Work task 1
In the press release, who moderates the panel discussion Advancing Health Equity Through Philanthropy?
Work task 2
From the press release, extract the part that opens with the words containing "WASHINGTON, DC /" and closes with "Toward Health Equity.".
Work task 3
What comes next in the press release about the NMA colloquium? Continue it from its last sentence.

Passage shown
WASHINGTON, DC / AGILITYPR.NEWS / March 14, 2023 / The National Medical Association (NMA) is hosting its annual National Colloquium on African American Health, March 24-27, 2023, in Washington, DC, under the theme, Accelerating the March Toward Health Equity.
Tackling the challenge of providing access to distressed communities in the United States, the insightful panel discussion, Advancing Health Equity Through Philanthropy, will showcase the changing landscape of philanthropy. Moderated by 123rd NMA President, Garfield A. Clunie, MD., panelists will highlight changes in corporate philanthropic initiatives to connect under-invested communities to needed health resources. Participants will also learn of new models of intentional, community-targeted funding collaboratives like the Chan Zuckerberg Initiative in San Mateo, California, from Vice President of Diversity, Equity and Inclusion, Belinda Stubblefield who will share the collaborative approach in connecting technology, education, and philanthropy to affect generational change in a community.

(Natural language region descriptions)

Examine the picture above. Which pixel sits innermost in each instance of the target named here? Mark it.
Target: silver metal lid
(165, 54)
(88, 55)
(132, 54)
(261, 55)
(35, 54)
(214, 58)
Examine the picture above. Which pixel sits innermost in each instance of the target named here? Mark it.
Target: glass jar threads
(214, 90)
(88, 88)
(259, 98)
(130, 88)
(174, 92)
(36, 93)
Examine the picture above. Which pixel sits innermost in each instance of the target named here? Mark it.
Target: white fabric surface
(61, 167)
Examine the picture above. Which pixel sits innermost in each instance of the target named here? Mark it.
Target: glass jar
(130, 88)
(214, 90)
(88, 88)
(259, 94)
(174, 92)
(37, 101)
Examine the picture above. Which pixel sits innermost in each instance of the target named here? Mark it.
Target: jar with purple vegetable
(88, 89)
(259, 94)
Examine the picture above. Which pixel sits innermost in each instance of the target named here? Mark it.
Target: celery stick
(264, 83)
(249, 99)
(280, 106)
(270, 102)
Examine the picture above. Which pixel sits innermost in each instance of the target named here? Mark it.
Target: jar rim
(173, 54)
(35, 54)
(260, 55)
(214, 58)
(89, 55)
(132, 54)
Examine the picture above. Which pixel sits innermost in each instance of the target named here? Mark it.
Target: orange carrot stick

Exercise result 1
Garfield A. Clunie, MD, the 123rd NMA President.

Exercise result 2
WASHINGTON, DC / AGILITYPR.NEWS / March 14, 2023 / The National Medical Association (NMA) is hosting its annual National Colloquium on African American Health, March 24-27, 2023, in Washington, DC, under the theme, Accelerating the March Toward Health Equity.

Exercise result 3
Recognizing the power of music to inspire change, the Colloquium’s Health Policy Awards Dinner will honor Dr. Olajide Williams, founder & board chair and world-renowned, Doug E. Fresh, founding artist, & honorary board member of Hip Hop Public Health with the Louis Stokes Health Advocacy Award, Eric Hammond, grandson of the late Representative will join Dr. Clunie in conferring the award. Using music as the foundation of a multisensory, multilevel health education model, Hip Hop Public Health recognizes that our next generation is the key to reversing poor health outcomes for communities of color. The program creatively provides our youth the knowledge and skills to inspire health, healing and achieving health equity.
Since 1999, the health policy-focused Colloquium has trained thousands of physicians and other professional health advocates how to best advocate for health policies addressing the needs of Black communities and patients. The NMA, accredited by the Accreditation Council for Continuing Medical Education, is providing over 11 Continuing Medical Education (CME) credits for physicians’ participation in the Colloquium.
“The Colloquium is a powerhouse gathering of some of the greatest minds in health policy; it energizes our membership and provides new avenues to help our patients,” stated NMA Executive Director, Joy D. Calloway, MHSA, MBA, “it really helps us set the stage for how we will use policy to improve patient and community health outcomes.”
The Colloquium closes on Monday with attendees heading to Capitol Hill to meet with legislators and staffers on NMA’s most critical health policy issues.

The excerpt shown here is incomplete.